* What you have to do:
Copy every line of the records below that holds the word "monkey".

Items from a data source:
--

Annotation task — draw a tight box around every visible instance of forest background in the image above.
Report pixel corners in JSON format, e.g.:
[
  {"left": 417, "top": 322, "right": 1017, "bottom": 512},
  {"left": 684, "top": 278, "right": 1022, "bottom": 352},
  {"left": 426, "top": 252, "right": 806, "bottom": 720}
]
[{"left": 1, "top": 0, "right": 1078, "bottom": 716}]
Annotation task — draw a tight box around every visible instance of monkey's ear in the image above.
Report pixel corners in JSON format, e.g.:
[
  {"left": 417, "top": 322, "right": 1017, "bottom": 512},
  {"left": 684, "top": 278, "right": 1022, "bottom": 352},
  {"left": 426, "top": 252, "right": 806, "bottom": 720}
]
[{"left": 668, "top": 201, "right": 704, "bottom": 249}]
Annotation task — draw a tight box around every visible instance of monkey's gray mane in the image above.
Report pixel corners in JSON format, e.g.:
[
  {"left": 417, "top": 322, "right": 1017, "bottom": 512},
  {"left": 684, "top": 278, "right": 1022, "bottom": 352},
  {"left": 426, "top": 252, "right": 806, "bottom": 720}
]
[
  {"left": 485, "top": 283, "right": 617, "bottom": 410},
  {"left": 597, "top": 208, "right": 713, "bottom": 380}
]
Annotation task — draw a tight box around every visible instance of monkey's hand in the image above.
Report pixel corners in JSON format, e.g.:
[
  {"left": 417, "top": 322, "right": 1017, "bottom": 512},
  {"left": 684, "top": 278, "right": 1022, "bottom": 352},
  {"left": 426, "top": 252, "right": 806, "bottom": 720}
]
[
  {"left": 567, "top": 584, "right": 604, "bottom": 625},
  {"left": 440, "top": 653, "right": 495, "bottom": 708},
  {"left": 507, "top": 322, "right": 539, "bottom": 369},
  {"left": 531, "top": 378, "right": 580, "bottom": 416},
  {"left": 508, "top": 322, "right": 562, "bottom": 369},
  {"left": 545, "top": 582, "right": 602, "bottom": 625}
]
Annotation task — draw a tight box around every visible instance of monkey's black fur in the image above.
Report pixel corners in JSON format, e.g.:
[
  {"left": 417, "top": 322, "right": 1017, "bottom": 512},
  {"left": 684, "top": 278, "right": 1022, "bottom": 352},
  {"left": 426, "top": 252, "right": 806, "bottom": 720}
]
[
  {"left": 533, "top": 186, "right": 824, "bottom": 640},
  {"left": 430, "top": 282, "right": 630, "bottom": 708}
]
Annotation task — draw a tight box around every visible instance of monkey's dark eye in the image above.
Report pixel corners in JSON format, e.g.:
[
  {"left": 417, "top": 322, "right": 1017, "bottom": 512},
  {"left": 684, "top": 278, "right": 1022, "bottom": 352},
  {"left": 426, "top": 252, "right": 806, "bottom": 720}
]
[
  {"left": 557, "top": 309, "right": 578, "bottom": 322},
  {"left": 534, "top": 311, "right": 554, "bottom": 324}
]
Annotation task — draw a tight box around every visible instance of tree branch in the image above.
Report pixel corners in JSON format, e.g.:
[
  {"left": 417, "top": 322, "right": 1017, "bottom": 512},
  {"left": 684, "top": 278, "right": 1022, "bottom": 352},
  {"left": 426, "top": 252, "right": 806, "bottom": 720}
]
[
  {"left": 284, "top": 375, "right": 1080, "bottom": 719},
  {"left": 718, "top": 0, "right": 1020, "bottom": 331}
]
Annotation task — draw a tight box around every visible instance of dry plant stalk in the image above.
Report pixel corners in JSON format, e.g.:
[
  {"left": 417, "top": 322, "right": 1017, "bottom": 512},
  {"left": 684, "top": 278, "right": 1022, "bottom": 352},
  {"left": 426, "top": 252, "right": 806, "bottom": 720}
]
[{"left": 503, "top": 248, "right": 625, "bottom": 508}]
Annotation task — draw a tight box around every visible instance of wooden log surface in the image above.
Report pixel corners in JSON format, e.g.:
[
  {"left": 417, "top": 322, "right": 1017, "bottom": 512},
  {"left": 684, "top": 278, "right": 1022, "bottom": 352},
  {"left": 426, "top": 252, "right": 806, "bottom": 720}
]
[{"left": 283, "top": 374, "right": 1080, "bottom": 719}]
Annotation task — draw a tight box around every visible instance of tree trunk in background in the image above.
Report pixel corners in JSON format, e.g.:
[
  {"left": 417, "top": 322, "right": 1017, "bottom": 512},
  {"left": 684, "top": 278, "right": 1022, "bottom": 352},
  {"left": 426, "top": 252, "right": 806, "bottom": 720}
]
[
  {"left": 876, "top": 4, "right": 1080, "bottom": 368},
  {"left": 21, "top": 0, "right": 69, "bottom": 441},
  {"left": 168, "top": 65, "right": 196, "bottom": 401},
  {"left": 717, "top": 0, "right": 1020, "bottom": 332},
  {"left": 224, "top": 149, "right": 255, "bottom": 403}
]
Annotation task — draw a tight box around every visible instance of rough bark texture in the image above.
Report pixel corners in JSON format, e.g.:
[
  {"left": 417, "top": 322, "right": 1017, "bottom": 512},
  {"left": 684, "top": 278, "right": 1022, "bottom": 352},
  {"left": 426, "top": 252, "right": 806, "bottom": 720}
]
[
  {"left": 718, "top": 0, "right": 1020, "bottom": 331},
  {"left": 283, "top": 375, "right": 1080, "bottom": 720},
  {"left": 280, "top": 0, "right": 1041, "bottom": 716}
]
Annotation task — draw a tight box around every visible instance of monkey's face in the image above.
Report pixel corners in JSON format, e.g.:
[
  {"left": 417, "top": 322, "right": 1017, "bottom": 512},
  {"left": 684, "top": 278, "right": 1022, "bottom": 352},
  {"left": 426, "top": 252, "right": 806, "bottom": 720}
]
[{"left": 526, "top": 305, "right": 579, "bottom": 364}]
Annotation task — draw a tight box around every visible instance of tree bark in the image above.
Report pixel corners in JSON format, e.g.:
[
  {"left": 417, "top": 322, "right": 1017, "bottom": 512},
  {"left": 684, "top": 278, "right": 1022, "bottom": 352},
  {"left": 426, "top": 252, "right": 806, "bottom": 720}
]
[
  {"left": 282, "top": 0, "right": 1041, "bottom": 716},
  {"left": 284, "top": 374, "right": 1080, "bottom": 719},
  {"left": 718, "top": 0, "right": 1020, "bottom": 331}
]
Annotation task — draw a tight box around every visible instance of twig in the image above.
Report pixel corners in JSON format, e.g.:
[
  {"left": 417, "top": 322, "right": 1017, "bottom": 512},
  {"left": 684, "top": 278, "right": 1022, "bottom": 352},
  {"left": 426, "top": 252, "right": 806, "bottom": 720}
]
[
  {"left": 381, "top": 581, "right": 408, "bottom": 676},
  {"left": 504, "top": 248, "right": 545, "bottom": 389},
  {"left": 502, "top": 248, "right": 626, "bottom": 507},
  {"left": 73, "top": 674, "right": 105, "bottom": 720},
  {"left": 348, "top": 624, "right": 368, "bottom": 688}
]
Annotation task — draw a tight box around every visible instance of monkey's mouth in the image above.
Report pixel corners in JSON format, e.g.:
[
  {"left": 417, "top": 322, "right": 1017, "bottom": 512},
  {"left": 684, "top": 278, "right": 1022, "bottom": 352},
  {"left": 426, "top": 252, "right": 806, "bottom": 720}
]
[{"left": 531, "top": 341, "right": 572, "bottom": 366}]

--

* Answer to this exercise:
Annotation task — draw a tight box around every visible instance of monkey's ear in the image above.
Annotation task — draw a tight box around every visible instance of monkey's gray mane in the image above.
Annotation task — draw a tight box around every visible instance of monkey's hand in the image above.
Annotation task — draw a tight box around every visible instance of monkey's black fur in the image above.
Annotation task — draw a tight box around every visible instance of monkey's dark eye in the image above.
Annotation task — draw a tight box around every visible instance of monkey's face in the image above.
Annotation task — draw a tight box around every visible instance of monkey's mouth in the image above.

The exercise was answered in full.